The reply to the records below should contain exactly the lines from the line with "Category: black baseball cap" through the line with "Category: white cap brim", and nothing besides.

____________________

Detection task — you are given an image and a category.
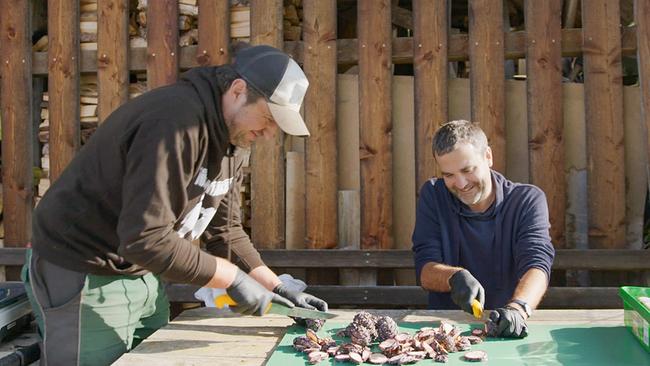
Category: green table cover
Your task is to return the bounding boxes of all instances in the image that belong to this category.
[266,321,650,366]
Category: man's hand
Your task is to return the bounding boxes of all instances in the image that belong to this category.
[449,269,485,315]
[486,306,528,338]
[273,283,329,312]
[226,269,294,316]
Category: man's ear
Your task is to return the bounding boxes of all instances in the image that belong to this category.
[229,78,248,102]
[485,146,493,167]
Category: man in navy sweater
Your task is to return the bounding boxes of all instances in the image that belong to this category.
[412,120,555,338]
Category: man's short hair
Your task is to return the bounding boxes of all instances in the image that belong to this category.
[432,120,489,156]
[214,64,265,105]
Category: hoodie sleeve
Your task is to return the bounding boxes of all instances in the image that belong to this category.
[116,117,217,286]
[201,154,264,272]
[512,187,555,281]
[412,181,444,285]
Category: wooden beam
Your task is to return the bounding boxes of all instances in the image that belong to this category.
[636,0,650,196]
[250,0,285,249]
[583,0,625,249]
[391,4,412,30]
[302,0,337,249]
[0,0,33,279]
[2,247,649,270]
[146,0,179,88]
[164,283,623,309]
[197,0,230,66]
[469,0,506,173]
[358,0,393,250]
[526,0,565,248]
[30,27,640,74]
[413,0,447,189]
[48,0,80,181]
[97,0,129,122]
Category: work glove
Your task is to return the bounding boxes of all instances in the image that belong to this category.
[449,269,485,315]
[273,283,329,312]
[226,269,294,316]
[486,306,528,338]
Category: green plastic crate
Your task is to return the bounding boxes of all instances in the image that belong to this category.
[620,286,650,353]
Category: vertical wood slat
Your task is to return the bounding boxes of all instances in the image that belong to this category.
[250,0,285,248]
[0,0,33,279]
[48,0,80,181]
[469,0,506,173]
[97,0,129,122]
[303,0,337,249]
[413,0,447,188]
[582,0,625,249]
[636,0,650,195]
[358,0,392,250]
[197,0,230,66]
[147,0,179,89]
[525,0,565,247]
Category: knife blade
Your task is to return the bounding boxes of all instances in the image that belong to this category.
[215,294,337,320]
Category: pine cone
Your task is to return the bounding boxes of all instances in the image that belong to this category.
[348,323,374,346]
[375,316,398,341]
[352,312,378,339]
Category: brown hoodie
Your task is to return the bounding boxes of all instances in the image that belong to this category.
[32,66,264,286]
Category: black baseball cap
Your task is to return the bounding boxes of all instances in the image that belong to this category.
[233,45,310,136]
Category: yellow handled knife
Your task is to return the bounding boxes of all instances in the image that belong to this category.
[471,299,484,319]
[215,294,337,320]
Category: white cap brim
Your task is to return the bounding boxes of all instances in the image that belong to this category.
[268,102,310,136]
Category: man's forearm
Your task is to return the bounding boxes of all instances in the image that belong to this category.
[204,256,239,288]
[249,265,282,291]
[420,262,463,292]
[509,267,548,310]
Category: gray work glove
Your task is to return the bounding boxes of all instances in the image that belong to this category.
[486,306,528,338]
[449,269,485,315]
[226,269,294,316]
[273,283,329,312]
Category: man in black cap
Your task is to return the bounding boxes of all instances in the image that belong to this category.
[22,44,327,365]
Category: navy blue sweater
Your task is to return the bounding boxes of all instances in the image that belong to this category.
[412,170,555,310]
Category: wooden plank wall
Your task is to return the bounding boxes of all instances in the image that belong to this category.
[197,0,230,66]
[47,0,80,181]
[97,0,129,122]
[358,0,392,250]
[146,0,179,89]
[582,0,626,249]
[525,0,565,247]
[250,0,285,249]
[413,0,447,190]
[637,0,650,195]
[0,0,34,280]
[302,0,337,249]
[469,0,506,173]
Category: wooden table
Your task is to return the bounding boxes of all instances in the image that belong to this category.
[113,308,632,366]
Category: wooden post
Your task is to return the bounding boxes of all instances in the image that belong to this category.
[582,0,625,249]
[525,0,565,248]
[98,0,129,122]
[0,0,33,280]
[338,190,374,285]
[48,0,80,181]
[250,0,285,249]
[303,0,337,249]
[413,0,447,187]
[636,0,650,196]
[286,152,305,249]
[197,0,230,66]
[469,0,506,173]
[358,0,392,250]
[147,0,179,89]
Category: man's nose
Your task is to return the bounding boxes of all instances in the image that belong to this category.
[454,175,468,189]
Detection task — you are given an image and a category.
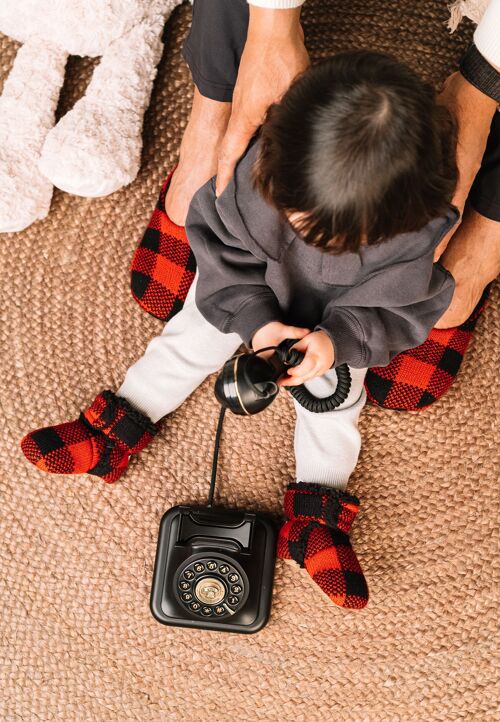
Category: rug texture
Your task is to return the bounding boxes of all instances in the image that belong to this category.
[1,2,498,720]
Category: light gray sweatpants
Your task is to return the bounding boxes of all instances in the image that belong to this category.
[119,276,367,489]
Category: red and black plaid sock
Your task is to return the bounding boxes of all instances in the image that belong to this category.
[365,285,490,411]
[130,170,197,321]
[277,483,369,609]
[21,391,158,483]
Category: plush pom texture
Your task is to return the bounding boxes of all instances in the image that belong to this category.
[38,13,168,197]
[278,483,369,609]
[447,0,489,31]
[0,37,67,232]
[21,391,157,483]
[131,172,197,320]
[0,0,181,57]
[365,286,490,411]
[0,0,185,230]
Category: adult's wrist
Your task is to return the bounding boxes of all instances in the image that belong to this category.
[247,5,303,41]
[438,72,497,212]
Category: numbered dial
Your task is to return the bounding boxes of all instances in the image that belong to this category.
[176,558,247,619]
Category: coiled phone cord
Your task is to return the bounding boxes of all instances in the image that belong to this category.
[274,343,352,414]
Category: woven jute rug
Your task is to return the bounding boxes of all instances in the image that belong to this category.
[1,2,498,720]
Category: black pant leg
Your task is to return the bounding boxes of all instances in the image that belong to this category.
[182,0,249,102]
[469,112,500,222]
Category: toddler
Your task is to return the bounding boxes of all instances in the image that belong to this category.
[21,51,458,610]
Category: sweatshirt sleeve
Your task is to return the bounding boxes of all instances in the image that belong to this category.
[186,179,283,346]
[316,262,455,369]
[474,0,500,68]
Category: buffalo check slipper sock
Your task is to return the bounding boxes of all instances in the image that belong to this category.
[365,285,490,411]
[131,170,197,321]
[277,483,369,609]
[21,391,157,483]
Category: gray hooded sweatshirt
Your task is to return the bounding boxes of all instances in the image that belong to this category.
[186,142,457,369]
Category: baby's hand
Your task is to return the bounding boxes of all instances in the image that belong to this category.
[278,330,335,386]
[251,321,310,358]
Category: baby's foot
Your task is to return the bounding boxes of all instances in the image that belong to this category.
[277,483,369,609]
[21,391,157,483]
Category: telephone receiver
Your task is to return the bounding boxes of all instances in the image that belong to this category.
[215,339,351,416]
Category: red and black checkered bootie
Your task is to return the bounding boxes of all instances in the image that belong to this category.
[21,391,157,483]
[365,285,490,411]
[277,483,369,609]
[130,170,197,321]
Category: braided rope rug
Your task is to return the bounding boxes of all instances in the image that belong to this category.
[1,2,498,720]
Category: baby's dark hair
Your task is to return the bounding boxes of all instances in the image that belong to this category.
[254,50,457,254]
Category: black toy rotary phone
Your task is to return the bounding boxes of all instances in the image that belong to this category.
[150,340,351,634]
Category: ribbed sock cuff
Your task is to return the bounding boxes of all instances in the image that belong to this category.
[297,470,349,490]
[117,378,165,424]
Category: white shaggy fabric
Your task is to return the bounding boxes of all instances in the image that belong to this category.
[0,0,174,57]
[0,37,67,233]
[0,0,183,231]
[39,15,167,197]
[447,0,491,29]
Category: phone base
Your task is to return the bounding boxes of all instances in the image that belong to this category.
[150,504,277,633]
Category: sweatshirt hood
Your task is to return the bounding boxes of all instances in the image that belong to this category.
[214,139,459,266]
[214,141,295,261]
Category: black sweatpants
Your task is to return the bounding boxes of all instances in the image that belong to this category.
[182,0,500,222]
[182,0,248,103]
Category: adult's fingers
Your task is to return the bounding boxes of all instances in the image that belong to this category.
[433,222,459,261]
[215,113,257,196]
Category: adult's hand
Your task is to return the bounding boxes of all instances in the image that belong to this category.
[434,71,497,260]
[215,6,309,197]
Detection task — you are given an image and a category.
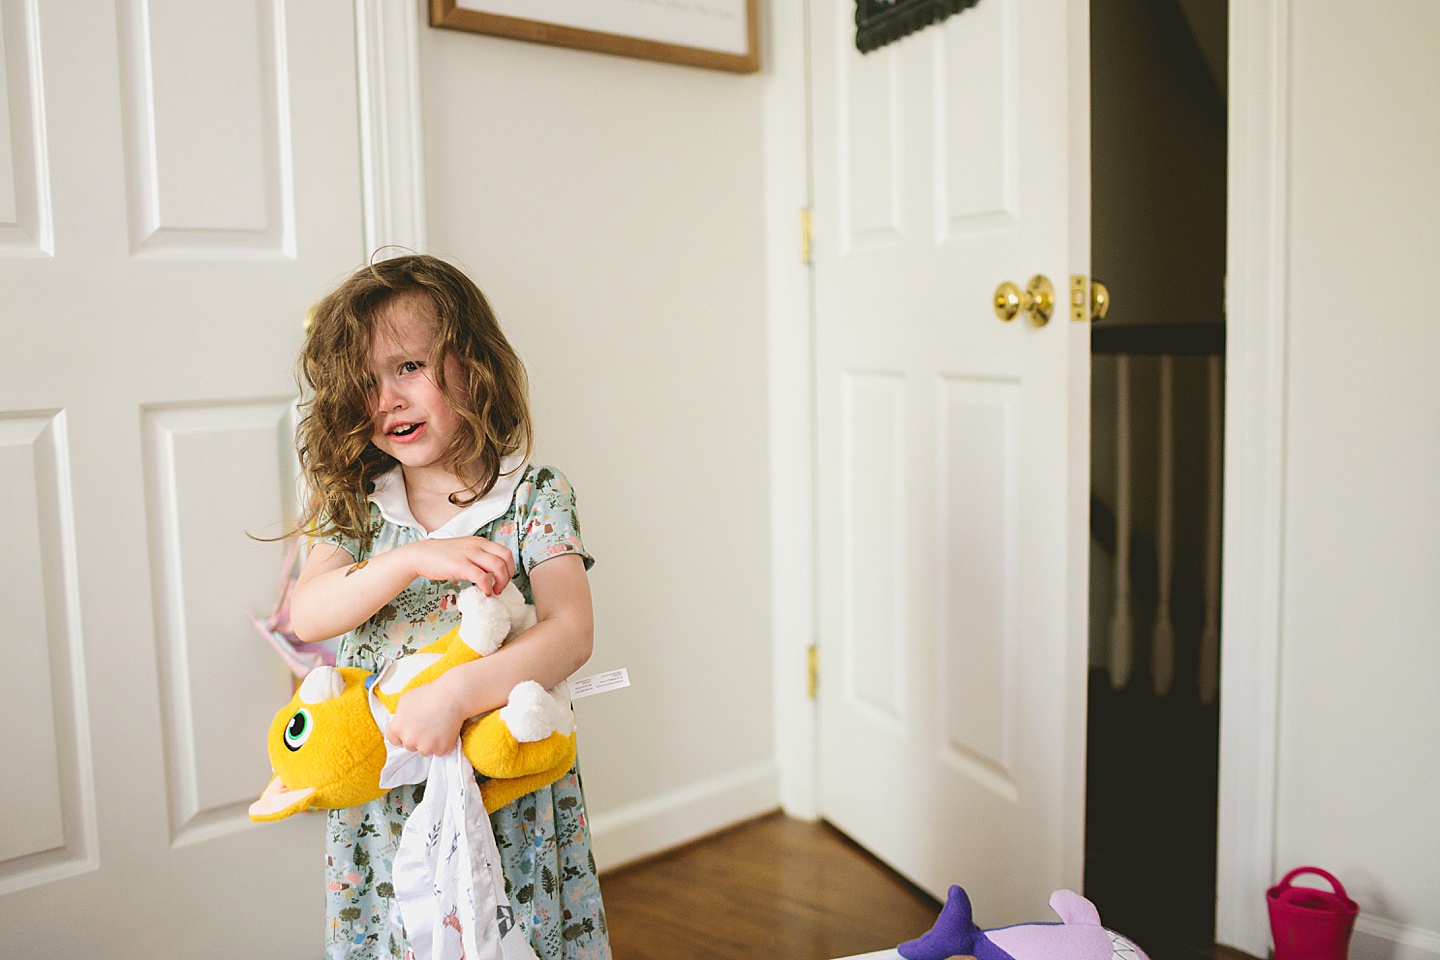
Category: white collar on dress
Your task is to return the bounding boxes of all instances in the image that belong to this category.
[368,452,528,539]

____________________

Answer to this task>
Category: black baseball cap
Your task is to return the bounding boxes of all instances in the image that belong to this category.
[233,45,310,136]
Category: yellow handled knife
Your task is to return the bounding boxes of all instances in the image that belong to this category.
[471,299,484,319]
[215,294,337,320]
Category: white cap brim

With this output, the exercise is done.